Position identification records
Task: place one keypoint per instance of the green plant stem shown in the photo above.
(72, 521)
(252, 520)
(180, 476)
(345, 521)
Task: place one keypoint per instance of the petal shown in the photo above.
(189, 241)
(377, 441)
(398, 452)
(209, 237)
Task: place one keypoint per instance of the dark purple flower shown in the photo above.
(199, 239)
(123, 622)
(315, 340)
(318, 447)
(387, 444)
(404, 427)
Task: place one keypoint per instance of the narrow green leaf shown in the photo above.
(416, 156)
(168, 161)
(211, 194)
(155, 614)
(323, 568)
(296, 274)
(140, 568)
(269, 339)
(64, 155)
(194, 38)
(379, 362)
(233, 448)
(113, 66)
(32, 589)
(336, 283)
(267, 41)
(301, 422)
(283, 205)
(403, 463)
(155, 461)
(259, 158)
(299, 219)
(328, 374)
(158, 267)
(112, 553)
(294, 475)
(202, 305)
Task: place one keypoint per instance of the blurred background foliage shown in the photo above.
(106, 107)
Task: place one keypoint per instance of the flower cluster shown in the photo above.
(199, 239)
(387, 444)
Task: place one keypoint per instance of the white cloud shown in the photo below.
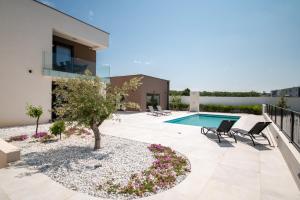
(48, 3)
(91, 14)
(141, 62)
(137, 62)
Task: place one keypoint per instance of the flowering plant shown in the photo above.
(39, 135)
(161, 174)
(17, 138)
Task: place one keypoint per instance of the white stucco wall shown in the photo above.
(26, 29)
(293, 102)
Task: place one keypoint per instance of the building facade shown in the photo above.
(153, 91)
(287, 92)
(38, 45)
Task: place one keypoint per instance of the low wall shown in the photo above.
(288, 151)
(293, 102)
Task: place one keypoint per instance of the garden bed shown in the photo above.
(122, 169)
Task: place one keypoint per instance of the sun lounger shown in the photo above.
(255, 130)
(153, 112)
(166, 112)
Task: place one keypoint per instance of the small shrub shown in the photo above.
(76, 131)
(250, 109)
(57, 128)
(39, 135)
(17, 138)
(282, 103)
(48, 138)
(34, 112)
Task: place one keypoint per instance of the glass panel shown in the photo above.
(153, 100)
(296, 138)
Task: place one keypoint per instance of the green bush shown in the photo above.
(250, 109)
(34, 112)
(57, 128)
(176, 103)
(179, 106)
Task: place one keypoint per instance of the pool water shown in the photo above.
(204, 120)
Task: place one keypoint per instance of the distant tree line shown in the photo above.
(231, 94)
(186, 92)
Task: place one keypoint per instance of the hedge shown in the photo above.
(250, 109)
(179, 106)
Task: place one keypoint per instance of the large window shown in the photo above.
(153, 100)
(62, 57)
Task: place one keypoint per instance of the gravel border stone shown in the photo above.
(73, 163)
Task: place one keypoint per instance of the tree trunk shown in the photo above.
(97, 135)
(37, 124)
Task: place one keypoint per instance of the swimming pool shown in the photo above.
(203, 120)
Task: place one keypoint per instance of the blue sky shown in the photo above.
(208, 45)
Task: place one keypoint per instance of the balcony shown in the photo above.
(63, 66)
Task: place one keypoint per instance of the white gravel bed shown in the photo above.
(73, 162)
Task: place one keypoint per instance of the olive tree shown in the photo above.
(34, 112)
(88, 102)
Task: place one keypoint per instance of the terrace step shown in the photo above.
(8, 153)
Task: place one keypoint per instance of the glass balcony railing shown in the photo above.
(64, 66)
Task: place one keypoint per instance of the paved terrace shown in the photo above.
(219, 171)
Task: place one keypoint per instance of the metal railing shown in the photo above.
(58, 65)
(287, 121)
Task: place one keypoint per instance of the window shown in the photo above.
(152, 100)
(63, 55)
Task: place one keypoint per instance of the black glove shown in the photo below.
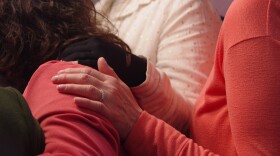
(130, 68)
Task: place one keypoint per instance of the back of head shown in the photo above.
(35, 31)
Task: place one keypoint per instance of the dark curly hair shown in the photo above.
(35, 31)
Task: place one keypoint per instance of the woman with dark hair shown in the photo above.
(237, 112)
(33, 32)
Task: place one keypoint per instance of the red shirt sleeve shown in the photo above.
(153, 137)
(252, 80)
(68, 130)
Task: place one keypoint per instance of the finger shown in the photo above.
(95, 106)
(87, 91)
(105, 68)
(75, 78)
(79, 55)
(90, 63)
(89, 71)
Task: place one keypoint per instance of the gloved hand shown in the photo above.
(130, 68)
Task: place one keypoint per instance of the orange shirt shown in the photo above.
(238, 112)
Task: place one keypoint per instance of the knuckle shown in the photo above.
(90, 89)
(84, 77)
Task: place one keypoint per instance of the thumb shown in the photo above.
(104, 68)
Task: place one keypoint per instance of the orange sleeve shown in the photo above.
(252, 73)
(153, 137)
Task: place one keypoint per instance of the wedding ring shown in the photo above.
(102, 95)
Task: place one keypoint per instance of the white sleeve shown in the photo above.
(187, 45)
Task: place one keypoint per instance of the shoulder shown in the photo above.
(249, 19)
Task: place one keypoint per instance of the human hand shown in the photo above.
(117, 103)
(130, 68)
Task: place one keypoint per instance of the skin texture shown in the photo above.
(87, 83)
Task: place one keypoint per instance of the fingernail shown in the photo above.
(61, 71)
(54, 78)
(60, 87)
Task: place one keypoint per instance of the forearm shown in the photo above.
(153, 137)
(157, 97)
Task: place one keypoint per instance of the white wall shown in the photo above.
(221, 5)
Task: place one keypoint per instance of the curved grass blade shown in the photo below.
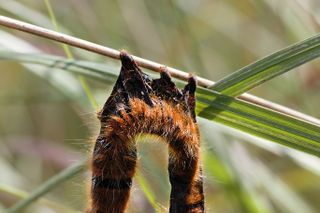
(269, 67)
(20, 194)
(47, 186)
(247, 117)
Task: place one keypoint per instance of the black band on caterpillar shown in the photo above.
(99, 182)
(140, 105)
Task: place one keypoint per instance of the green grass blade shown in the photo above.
(47, 186)
(269, 67)
(247, 117)
(20, 194)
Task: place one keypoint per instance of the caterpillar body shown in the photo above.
(140, 105)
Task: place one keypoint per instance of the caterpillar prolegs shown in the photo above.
(140, 105)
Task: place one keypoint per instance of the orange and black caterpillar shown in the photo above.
(140, 105)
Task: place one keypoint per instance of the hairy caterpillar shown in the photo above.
(140, 105)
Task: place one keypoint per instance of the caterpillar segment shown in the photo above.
(140, 105)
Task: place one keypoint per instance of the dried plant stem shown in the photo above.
(112, 53)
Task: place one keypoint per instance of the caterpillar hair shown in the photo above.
(140, 105)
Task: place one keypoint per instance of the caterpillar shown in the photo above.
(140, 105)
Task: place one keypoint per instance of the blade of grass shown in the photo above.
(112, 53)
(242, 115)
(69, 54)
(18, 193)
(47, 186)
(269, 67)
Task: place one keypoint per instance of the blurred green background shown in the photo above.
(47, 122)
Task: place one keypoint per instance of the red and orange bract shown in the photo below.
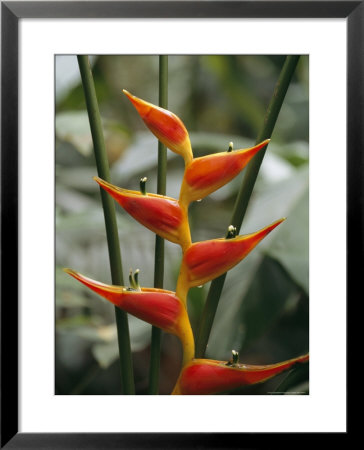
(160, 214)
(206, 376)
(206, 174)
(206, 260)
(158, 307)
(165, 125)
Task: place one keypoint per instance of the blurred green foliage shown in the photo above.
(264, 309)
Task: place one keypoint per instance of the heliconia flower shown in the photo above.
(158, 307)
(207, 174)
(207, 376)
(165, 125)
(162, 215)
(206, 260)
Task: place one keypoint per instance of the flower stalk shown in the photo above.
(110, 221)
(156, 337)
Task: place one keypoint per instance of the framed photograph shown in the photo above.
(88, 89)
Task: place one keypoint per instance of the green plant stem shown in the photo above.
(108, 205)
(159, 242)
(243, 197)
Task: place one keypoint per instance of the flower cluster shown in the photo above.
(201, 261)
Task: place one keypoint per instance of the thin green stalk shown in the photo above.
(159, 242)
(243, 197)
(108, 205)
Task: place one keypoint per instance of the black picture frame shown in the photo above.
(11, 13)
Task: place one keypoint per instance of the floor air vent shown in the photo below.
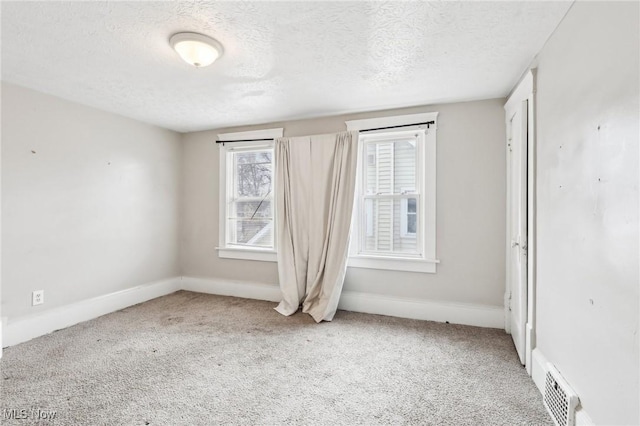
(561, 401)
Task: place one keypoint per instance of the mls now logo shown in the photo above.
(14, 414)
(23, 414)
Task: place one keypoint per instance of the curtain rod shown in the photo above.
(427, 123)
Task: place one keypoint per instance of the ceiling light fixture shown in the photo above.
(196, 49)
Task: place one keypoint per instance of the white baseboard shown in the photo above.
(530, 342)
(539, 372)
(28, 327)
(222, 287)
(430, 310)
(478, 315)
(538, 369)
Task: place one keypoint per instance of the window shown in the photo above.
(394, 214)
(408, 215)
(247, 226)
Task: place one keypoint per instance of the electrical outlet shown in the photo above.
(37, 297)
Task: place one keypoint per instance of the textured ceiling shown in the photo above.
(283, 60)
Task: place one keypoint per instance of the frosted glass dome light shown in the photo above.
(196, 49)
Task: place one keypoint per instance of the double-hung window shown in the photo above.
(247, 228)
(394, 212)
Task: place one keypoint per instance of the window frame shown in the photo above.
(426, 261)
(233, 251)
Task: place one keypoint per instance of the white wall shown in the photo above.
(587, 294)
(90, 202)
(470, 209)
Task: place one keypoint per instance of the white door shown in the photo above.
(517, 227)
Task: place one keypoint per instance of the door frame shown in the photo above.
(525, 90)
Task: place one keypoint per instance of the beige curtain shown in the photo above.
(315, 181)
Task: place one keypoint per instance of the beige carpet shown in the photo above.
(195, 359)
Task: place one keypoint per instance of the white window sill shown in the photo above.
(262, 255)
(393, 264)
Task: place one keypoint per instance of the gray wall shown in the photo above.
(94, 210)
(587, 294)
(470, 208)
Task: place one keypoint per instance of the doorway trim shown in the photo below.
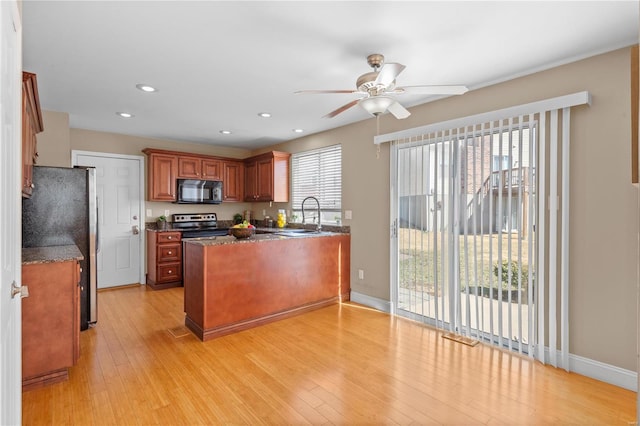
(141, 204)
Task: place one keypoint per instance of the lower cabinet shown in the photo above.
(164, 259)
(50, 322)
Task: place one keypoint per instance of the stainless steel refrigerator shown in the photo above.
(63, 210)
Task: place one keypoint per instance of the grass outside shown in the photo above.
(422, 266)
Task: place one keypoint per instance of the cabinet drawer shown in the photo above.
(169, 253)
(169, 272)
(168, 237)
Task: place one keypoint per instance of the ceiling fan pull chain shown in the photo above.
(378, 134)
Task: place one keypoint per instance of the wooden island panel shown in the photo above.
(235, 286)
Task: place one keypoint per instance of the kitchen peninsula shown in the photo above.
(232, 285)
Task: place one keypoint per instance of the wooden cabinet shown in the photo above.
(199, 168)
(266, 177)
(31, 125)
(164, 259)
(635, 110)
(163, 169)
(50, 322)
(233, 181)
(261, 178)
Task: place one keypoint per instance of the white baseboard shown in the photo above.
(611, 374)
(607, 373)
(370, 301)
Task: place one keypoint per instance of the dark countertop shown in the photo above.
(35, 255)
(257, 238)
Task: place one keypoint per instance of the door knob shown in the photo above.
(23, 291)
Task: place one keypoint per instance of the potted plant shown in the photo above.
(162, 222)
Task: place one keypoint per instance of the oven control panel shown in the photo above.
(195, 217)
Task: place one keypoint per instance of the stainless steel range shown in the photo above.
(198, 225)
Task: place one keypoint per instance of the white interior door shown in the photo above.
(10, 214)
(118, 186)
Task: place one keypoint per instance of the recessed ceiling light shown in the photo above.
(146, 88)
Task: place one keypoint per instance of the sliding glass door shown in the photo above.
(464, 244)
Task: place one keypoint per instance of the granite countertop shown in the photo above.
(50, 254)
(256, 238)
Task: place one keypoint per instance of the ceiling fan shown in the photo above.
(376, 86)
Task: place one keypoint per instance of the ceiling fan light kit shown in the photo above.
(376, 105)
(378, 84)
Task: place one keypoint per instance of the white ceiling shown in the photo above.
(218, 64)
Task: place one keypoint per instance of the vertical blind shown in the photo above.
(318, 173)
(434, 227)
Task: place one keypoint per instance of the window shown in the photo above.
(317, 173)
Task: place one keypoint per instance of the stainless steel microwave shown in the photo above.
(195, 191)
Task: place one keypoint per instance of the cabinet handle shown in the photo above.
(22, 291)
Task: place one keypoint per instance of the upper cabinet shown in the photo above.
(199, 168)
(232, 180)
(266, 177)
(635, 95)
(161, 178)
(165, 167)
(31, 125)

» **Set problem**:
All lines from the one containing "Task: place one keypoint per instance of the oven" through the end of the records, both ends included, are to be quoted exactly; please add nothing else.

» **Answer below**:
Task: place one keypoint per instance of the oven control panel shown in the photo above.
(195, 217)
Task: place one keypoint per instance of the stainless steel range shown in the photo above.
(198, 225)
Task: place one keypoint per instance of the white interior door shown in the photo above.
(10, 214)
(118, 186)
Task: place one keypoint per instance of the recessed ceiling light shown in the photo above.
(146, 88)
Task: place one keypoint per instance of the sliding glass door shown in the photo above.
(464, 244)
Task: place one keypoint per instance of the granite countertop shown in the photo above.
(50, 254)
(256, 238)
Task: place one keypoint per instance of the ceiling fan shown in the photo above.
(376, 86)
Task: place one keypoint per instance of the ceiling fan light kit shown in the photo above.
(376, 105)
(378, 84)
Task: place one keypoint per instance of the white ceiling shown in the photo above.
(218, 64)
Task: place one keypoint per instance of the vertical blind shown in the photo above.
(318, 173)
(434, 227)
Task: place one keypoint per instance of the window shown in the photo above.
(317, 173)
Task: place one keypoint per instance of the stainless steel microwave shown in the photo above.
(195, 191)
Task: place one keypoint per instance of the cabinet handle shown in the photo above.
(22, 291)
Task: place one keypoint per instance of the upper cabinet shown in the photo above.
(199, 168)
(232, 180)
(266, 177)
(635, 95)
(161, 178)
(165, 167)
(31, 125)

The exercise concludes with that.